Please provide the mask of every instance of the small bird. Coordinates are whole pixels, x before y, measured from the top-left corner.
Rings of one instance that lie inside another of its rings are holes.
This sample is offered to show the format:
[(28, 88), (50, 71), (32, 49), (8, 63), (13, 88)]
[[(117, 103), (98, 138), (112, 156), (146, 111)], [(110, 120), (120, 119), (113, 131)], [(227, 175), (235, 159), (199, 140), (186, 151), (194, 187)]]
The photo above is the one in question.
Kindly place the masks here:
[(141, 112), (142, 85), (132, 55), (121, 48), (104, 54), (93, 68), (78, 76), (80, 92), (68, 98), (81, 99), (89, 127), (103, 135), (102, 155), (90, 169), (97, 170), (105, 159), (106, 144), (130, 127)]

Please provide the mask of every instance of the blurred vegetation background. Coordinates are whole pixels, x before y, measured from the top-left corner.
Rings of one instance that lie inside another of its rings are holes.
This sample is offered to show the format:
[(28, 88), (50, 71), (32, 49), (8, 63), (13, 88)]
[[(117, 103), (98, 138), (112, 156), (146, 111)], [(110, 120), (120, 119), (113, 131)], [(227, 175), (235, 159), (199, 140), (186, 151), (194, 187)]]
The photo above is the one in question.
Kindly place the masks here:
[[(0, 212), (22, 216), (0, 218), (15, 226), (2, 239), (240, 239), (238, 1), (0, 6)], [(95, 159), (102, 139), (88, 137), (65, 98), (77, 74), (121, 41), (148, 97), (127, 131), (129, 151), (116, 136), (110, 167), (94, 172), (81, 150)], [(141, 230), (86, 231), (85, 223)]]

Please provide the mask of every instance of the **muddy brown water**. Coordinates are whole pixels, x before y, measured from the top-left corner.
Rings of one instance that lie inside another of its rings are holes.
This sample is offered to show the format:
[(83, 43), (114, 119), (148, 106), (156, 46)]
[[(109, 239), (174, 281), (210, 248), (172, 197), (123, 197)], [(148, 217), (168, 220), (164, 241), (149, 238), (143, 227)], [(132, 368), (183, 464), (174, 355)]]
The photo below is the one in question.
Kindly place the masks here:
##########
INSTRUCTIONS FOR THE TASK
Repeat the material above in full. Match it exactly.

YOUR RESPONSE
Please provide the mask of every instance of the small bird. Coordinates are whole pixels, x before y, measured from the top-left corner.
Rings of one instance that lie inside another of its rings are holes.
This sample is offered to show the format:
[(28, 88), (50, 71), (32, 49), (8, 63), (13, 88)]
[[(117, 103), (98, 138), (112, 156), (146, 111)], [(110, 120), (120, 119), (113, 131)], [(227, 175), (235, 159), (199, 140), (186, 151), (194, 187)]]
The photo above is the one in question.
Kindly place the masks here:
[(141, 112), (142, 85), (132, 55), (121, 48), (104, 54), (93, 68), (78, 76), (80, 92), (68, 98), (81, 99), (89, 127), (103, 135), (102, 155), (90, 169), (97, 170), (105, 159), (106, 144), (130, 127)]

Please provide the mask of every instance of the blurred vegetation background. Coordinates are whole pixels, x before y, measured from the top-left corner.
Rings of one instance that lie inside another of its rings are holes.
This sample is offered to show the format:
[(28, 88), (50, 71), (32, 49), (8, 63), (13, 88)]
[[(117, 103), (98, 138), (112, 156), (146, 111)], [(110, 120), (120, 119), (113, 131)], [(227, 175), (235, 159), (199, 140), (186, 151), (194, 187)]]
The photo above is the one in question.
Kindly place the masks here:
[[(0, 212), (22, 216), (0, 218), (15, 226), (2, 239), (240, 239), (238, 1), (0, 6)], [(95, 159), (102, 139), (88, 137), (65, 98), (77, 74), (121, 41), (148, 97), (127, 131), (129, 151), (116, 136), (110, 167), (94, 172), (81, 150)], [(141, 230), (86, 231), (85, 223)]]

Please provide the mask of every instance of the **muddy brown water**. Coordinates are whole pixels, x before y, measured from the top-left corner.
Rings of one instance that lie inside another of its rings are holes.
This sample is offered to show the format:
[(83, 43), (114, 119), (148, 106), (156, 46)]
[[(109, 239), (174, 281), (210, 248), (172, 197), (123, 197)], [(148, 217), (168, 220), (164, 241), (149, 238), (143, 227)], [(132, 368), (183, 464), (174, 355)]]
The photo below is the one in question.
Kindly place the masks here:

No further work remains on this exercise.